Do this:
The data must be written out once more, precisely as given.

[Data records]

────────────────

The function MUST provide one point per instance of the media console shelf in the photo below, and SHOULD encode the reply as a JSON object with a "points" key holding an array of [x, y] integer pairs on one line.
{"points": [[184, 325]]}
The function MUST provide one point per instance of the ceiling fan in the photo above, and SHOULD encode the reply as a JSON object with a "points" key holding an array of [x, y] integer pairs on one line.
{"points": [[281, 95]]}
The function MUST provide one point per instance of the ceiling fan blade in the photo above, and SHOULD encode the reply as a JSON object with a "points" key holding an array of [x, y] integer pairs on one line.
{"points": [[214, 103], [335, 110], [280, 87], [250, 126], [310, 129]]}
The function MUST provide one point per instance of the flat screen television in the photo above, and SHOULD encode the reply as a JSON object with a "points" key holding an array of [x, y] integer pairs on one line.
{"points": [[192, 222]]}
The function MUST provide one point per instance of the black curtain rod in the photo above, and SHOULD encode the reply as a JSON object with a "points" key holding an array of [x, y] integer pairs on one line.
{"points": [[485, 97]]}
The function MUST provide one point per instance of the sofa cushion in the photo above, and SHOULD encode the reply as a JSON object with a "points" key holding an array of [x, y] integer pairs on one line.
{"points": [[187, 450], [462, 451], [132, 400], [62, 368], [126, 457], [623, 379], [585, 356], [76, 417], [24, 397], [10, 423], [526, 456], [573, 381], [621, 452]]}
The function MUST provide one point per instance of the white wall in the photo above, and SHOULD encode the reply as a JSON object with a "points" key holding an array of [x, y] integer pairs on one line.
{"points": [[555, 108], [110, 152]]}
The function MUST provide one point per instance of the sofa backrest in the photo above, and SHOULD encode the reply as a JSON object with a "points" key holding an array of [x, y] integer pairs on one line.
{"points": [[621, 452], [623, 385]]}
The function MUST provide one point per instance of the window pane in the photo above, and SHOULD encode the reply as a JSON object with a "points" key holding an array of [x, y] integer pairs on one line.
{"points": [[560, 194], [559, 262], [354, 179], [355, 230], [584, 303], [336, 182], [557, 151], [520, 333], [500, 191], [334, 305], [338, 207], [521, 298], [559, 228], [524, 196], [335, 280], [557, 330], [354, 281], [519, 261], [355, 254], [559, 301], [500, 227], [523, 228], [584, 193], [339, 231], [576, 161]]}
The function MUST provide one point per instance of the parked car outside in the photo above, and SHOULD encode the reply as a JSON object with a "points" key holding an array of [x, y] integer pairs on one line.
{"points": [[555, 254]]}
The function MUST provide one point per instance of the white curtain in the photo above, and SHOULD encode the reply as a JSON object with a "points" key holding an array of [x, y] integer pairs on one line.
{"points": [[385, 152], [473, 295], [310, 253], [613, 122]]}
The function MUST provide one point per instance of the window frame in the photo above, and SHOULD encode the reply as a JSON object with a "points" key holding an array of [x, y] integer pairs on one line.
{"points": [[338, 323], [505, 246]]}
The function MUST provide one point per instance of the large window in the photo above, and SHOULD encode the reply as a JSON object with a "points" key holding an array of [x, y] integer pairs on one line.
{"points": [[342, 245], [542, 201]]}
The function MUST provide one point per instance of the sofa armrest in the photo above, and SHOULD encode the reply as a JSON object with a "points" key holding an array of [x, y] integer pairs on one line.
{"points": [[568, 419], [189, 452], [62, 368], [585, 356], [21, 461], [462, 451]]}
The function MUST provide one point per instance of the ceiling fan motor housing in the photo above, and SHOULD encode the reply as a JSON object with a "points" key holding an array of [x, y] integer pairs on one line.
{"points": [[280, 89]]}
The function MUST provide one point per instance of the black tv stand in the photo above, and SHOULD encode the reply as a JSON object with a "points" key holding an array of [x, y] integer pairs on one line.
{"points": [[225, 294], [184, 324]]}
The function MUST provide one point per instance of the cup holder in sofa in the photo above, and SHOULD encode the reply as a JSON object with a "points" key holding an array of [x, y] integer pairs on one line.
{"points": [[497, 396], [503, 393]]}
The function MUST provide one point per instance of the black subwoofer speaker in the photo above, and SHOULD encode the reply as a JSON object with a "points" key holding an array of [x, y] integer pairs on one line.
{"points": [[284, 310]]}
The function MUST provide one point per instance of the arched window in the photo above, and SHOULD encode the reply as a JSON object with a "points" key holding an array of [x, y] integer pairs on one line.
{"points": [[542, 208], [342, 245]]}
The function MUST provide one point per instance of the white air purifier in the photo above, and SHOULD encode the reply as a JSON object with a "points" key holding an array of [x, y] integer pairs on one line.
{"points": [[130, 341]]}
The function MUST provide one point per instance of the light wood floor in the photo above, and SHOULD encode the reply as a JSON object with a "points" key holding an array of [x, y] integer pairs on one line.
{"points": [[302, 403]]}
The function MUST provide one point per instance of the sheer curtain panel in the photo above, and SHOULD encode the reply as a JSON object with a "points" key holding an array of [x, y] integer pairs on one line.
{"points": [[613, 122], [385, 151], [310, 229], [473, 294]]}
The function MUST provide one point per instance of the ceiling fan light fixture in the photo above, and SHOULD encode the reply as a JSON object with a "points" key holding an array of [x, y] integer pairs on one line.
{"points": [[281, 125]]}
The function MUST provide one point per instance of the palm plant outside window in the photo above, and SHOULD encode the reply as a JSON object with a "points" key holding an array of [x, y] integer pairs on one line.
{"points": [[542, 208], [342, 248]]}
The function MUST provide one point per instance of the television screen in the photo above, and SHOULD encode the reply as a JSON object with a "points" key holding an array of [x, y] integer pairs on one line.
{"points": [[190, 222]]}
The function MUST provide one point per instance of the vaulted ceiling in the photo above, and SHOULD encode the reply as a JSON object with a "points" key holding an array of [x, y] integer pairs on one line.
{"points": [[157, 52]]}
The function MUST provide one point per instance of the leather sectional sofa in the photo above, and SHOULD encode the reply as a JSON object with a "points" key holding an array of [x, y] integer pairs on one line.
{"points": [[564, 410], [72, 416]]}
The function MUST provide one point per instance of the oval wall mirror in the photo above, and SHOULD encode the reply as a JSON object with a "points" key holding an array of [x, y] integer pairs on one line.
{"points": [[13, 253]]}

────────────────

The response:
The function MUST provide one point per instance of the media console shelf in the photo below, and SHOULD encode the reply as a JSON object with a "points" key holding an array of [x, y] integer pairs on one line.
{"points": [[184, 325]]}
The function MUST provide one point per instance of the ceiling fan in the photo above, and SHOULD encode the reply as a JSON object with a "points" key holding an array of [x, y] integer pairs on one line.
{"points": [[281, 95]]}
The function MUST provide one point per instance of the ceiling fan blade in the photo above, and SHOULD encode the reply as a JSON object with a "points" key holding an array of [x, y] integer pairs on one line.
{"points": [[214, 103], [335, 110], [280, 87], [250, 126], [310, 129]]}
The function MUST provide one point per instance of the flat screen television in the photo above, and SHOULD encode the reply as a JSON object with a "points" key holding an array of [x, y] integer pairs on one line.
{"points": [[192, 222]]}
The function MUST provide one point per instance of the black curtain rod in the photo above, and SHOULD encode the reply as a JSON object with a "points" key holding an array of [x, y] integer pairs on one line.
{"points": [[485, 97]]}
The function MUST provide one point per instance of the sofa cushion in the photo above, and SHOULD encode the reply as a JSON object with a "points" key holding an array of [x, y] integer pairs on one line.
{"points": [[187, 450], [462, 451], [132, 400], [62, 368], [126, 457], [623, 379], [585, 356], [76, 417], [24, 397], [10, 423], [526, 456], [573, 381], [621, 452]]}
The function MUST provide one point per instance of the white wall in the photo above, and SHOULD encode the reply as a JSON object with a "points" key holding an array of [x, y] integer pairs on one line.
{"points": [[555, 108], [110, 152]]}
The function MUST provide one point per instance of the sofa backrest in the photo above, and SHOULD encode the reply as a JSON object with a "points" key holding an array of [x, y] integer pairs on one line.
{"points": [[621, 452], [623, 385]]}
The function MUST provide one point per instance of the window pane in the photo above, and SHOULD encode the reply as a JSON object with a "points" key holding an array of [x, y] integer pairs on one line.
{"points": [[560, 194], [559, 262], [354, 179], [355, 230], [584, 303], [336, 182], [557, 151], [520, 333], [500, 191], [334, 305], [338, 207], [521, 298], [559, 228], [524, 196], [335, 280], [557, 330], [354, 281], [519, 261], [355, 254], [559, 301], [500, 227], [523, 228], [584, 193], [339, 231], [576, 161]]}
The function MUST provide one point per instance of the parked car outside in the photo above, and SHOULD encode the reply as a JSON object with a "points" key holding an array of [x, y] integer pairs on one line.
{"points": [[555, 254]]}
The function MUST provide one point per instance of the white curtain in the photo above, and SHOULD encode the reply as a JSON object with a "points" key holding an array of [x, y] integer pairs on one line.
{"points": [[385, 152], [473, 295], [310, 253], [613, 122]]}
The function MUST provide one point per instance of the window frame in the photo above, and SHOULD encode the reply as a JSON object with a "points" key holding an array of [x, y] integer pairs on one line.
{"points": [[338, 323], [505, 246]]}
The function MUST provide one point per instance of the large window in the photo above, and SHOULD encode the reply as a JSON object with a "points" key holding an array of [x, y] integer pairs on one line.
{"points": [[342, 245], [542, 201]]}
The function MUST provide one point per instance of the sofa armrest in the photo above, and SHOULD encode the reply as a JSON object with a "points" key holding an array of [x, y] integer pairs on one line.
{"points": [[568, 419], [189, 452], [62, 368], [585, 356], [21, 461], [462, 451]]}
The function MUST provide one point per instance of the ceiling fan motor housing in the photo above, and SHOULD encode the reply as a JSON object with a "points" key holding an array of [x, y] integer pairs on one line.
{"points": [[280, 89]]}
The function MUST provide one point per instance of the black tv stand in the photo above, and SHOULD encode the reply as a JSON object with a "points" key holding an array of [x, y] integer pairs on one line.
{"points": [[225, 294], [184, 324]]}
The function MUST provide one point per instance of the cup holder in sofa in the photo above, and SHOULD encode the reply as a JSON object with a "points" key holding an array of [x, y] integer pairs on one line.
{"points": [[497, 396], [503, 393]]}
The function MUST provide one point per instance of the black subwoofer speaker in the photo above, and SHOULD encode the reply as a JSON object with a "points" key holding an array of [x, y] integer pairs on one line.
{"points": [[284, 310]]}
The function MUST provide one point per instance of the arched window in the photo above, and SHOULD encode the reply as a JSON object with a "points" key holding an array of [x, y] integer pairs on one line.
{"points": [[542, 208], [342, 245]]}
The function MUST provide one point per instance of the white air purifier in the photo above, and SHOULD encode the reply as a JSON object with a "points" key holding an array of [x, y] integer pairs on one line.
{"points": [[130, 341]]}
The function MUST provide one point per instance of the light wood floor in the photo above, and SHOULD encode the reply as a JSON object with a "points" key holding an array of [x, y] integer pairs on one line.
{"points": [[302, 403]]}
The function MUST provide one point per instance of the sheer curtain panel in the photo above, and SHOULD encode the reply as a JSON object with a "points" key holding an array of [x, y] integer pairs on one line.
{"points": [[613, 122], [385, 151], [310, 229], [473, 294]]}
The function MUST provide one point per instance of the ceiling fan light fixture in the photo above, and SHOULD encode the reply as a JSON object with a "points" key holding an array of [x, y] integer pairs on one line.
{"points": [[281, 125]]}
The function MUST provide one point per instance of the palm plant outside window in the photo above, and SHOULD encode the reply as a JSON object with a "points" key holding an array of [x, y] integer pairs on one line.
{"points": [[542, 208], [342, 248]]}
The function MUST provide one point per instance of the television screen in the photo above, and SHOULD encode the reply as a JSON object with a "points" key holding an array of [x, y] integer pairs on one line.
{"points": [[190, 222]]}
The function MUST provide one point per instance of the vaulted ceiling in the photo above, and SHOULD encode the reply as a JSON object with a "points" key holding an array of [x, y] integer pairs on one line.
{"points": [[157, 52]]}
The function MUST provide one point per instance of the leather sectional sofa in the photo above, and SHOULD encode the reply as a JSON object with a "points" key holding an array of [x, y] integer pairs on one line.
{"points": [[564, 410], [72, 416]]}
The function MUST provide one point per instance of the oval wall mirror in the photo above, and SHOULD encode the reply as a JSON object with a "points" key holding an array of [x, y] integer pairs on one line.
{"points": [[13, 253]]}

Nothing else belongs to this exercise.